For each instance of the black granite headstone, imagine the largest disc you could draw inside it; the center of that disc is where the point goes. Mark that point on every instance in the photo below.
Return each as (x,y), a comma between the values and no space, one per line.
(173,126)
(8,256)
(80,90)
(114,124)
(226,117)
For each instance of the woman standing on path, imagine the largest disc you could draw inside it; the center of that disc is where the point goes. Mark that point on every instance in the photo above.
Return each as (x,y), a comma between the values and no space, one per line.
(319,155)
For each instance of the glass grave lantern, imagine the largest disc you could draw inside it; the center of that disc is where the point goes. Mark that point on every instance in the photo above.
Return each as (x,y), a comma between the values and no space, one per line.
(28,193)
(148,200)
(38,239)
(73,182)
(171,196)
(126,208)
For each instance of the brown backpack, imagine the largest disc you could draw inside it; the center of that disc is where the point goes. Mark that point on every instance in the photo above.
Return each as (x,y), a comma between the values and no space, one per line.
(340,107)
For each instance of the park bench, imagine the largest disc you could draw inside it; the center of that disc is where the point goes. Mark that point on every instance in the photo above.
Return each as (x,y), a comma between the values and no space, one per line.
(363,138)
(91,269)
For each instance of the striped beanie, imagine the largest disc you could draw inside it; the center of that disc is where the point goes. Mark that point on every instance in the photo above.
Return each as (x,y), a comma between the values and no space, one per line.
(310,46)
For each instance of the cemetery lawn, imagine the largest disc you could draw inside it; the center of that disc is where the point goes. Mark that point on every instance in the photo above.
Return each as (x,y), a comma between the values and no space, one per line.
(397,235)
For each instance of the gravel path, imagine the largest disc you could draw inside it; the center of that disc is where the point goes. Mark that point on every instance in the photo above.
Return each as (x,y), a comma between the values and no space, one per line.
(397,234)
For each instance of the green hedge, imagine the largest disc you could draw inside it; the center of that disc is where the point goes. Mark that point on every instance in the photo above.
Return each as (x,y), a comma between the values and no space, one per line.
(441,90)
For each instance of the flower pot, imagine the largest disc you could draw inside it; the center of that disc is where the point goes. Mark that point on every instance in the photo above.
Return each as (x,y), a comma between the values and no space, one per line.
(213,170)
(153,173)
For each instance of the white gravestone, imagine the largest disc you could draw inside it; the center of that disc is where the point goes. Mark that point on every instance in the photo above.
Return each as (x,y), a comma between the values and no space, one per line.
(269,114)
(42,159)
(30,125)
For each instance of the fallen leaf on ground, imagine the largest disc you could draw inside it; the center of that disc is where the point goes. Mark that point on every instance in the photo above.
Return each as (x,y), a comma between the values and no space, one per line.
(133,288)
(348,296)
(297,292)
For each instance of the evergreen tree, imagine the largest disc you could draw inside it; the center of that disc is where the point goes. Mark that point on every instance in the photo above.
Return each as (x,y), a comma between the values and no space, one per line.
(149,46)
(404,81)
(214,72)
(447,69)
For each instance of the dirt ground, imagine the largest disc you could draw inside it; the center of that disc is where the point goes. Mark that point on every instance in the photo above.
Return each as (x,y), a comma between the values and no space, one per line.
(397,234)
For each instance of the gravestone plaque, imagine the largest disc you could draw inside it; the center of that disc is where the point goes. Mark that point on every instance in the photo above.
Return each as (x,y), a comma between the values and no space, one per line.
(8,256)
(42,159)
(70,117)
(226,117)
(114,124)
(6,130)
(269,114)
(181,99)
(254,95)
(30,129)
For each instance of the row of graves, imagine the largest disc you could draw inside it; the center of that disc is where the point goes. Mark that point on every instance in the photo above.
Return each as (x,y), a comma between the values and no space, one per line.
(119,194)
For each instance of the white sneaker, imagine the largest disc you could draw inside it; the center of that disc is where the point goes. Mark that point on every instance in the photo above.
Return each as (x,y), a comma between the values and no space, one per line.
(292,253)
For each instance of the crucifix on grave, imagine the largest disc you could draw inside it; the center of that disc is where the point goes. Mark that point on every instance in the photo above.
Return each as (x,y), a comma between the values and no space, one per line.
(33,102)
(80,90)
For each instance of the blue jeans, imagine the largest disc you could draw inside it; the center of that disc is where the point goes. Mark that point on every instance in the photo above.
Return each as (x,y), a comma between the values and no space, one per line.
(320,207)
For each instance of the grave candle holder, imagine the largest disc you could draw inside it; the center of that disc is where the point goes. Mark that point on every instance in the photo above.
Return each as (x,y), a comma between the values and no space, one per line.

┄┄┄┄┄┄┄┄┄┄

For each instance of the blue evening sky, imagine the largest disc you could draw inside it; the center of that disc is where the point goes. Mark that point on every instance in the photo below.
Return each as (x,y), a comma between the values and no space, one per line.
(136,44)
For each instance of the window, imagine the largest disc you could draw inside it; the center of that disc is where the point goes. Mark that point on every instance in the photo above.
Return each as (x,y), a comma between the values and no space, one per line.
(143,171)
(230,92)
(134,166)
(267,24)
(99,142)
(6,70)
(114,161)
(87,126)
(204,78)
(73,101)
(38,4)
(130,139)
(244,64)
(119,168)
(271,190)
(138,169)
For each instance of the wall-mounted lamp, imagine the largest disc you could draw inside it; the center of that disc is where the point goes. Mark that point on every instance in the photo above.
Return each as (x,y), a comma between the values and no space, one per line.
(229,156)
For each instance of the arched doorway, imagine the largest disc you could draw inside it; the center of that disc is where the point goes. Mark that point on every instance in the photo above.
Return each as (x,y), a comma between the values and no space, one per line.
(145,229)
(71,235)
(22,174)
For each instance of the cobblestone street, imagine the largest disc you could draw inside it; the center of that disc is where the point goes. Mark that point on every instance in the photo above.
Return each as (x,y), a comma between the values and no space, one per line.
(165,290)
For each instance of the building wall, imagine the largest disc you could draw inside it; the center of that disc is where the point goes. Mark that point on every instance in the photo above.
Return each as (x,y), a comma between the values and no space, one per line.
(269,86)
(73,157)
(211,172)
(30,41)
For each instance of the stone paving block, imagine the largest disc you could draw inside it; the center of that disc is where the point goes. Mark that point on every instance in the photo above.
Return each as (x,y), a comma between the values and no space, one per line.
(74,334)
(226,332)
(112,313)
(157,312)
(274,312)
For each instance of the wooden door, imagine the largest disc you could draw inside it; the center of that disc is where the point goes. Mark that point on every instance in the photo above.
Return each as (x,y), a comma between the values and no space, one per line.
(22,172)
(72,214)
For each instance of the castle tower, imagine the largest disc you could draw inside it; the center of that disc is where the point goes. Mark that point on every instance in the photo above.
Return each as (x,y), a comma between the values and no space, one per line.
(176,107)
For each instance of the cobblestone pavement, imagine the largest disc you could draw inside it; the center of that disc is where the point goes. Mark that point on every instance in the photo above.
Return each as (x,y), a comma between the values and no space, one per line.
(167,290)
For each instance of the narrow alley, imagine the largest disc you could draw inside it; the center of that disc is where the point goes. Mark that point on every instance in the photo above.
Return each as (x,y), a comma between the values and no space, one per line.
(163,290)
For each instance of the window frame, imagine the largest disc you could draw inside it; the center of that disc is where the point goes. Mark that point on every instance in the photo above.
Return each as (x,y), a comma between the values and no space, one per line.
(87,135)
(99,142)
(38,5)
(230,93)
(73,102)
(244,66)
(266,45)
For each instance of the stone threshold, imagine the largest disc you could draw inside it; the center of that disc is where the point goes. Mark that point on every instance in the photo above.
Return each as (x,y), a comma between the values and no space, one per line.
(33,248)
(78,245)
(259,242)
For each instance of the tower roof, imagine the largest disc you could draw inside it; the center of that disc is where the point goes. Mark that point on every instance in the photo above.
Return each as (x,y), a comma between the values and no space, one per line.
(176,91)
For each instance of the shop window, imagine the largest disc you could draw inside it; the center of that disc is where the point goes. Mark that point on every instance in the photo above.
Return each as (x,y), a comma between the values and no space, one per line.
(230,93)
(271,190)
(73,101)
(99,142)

┄┄┄┄┄┄┄┄┄┄

(Your goal)
Go through the material and copy each line in which the word "path" occurs.

(Written solution)
For each instance of the woman standing on path, imagine the largest disc you could draw inside it; the center of that disc is where the point goes. Mark that point on every instance in the photo above.
For each instance of the gravel path, imagine the largest disc you could draw inside it; the center of that disc is where the point goes. Mark that point on every instance in the photo above.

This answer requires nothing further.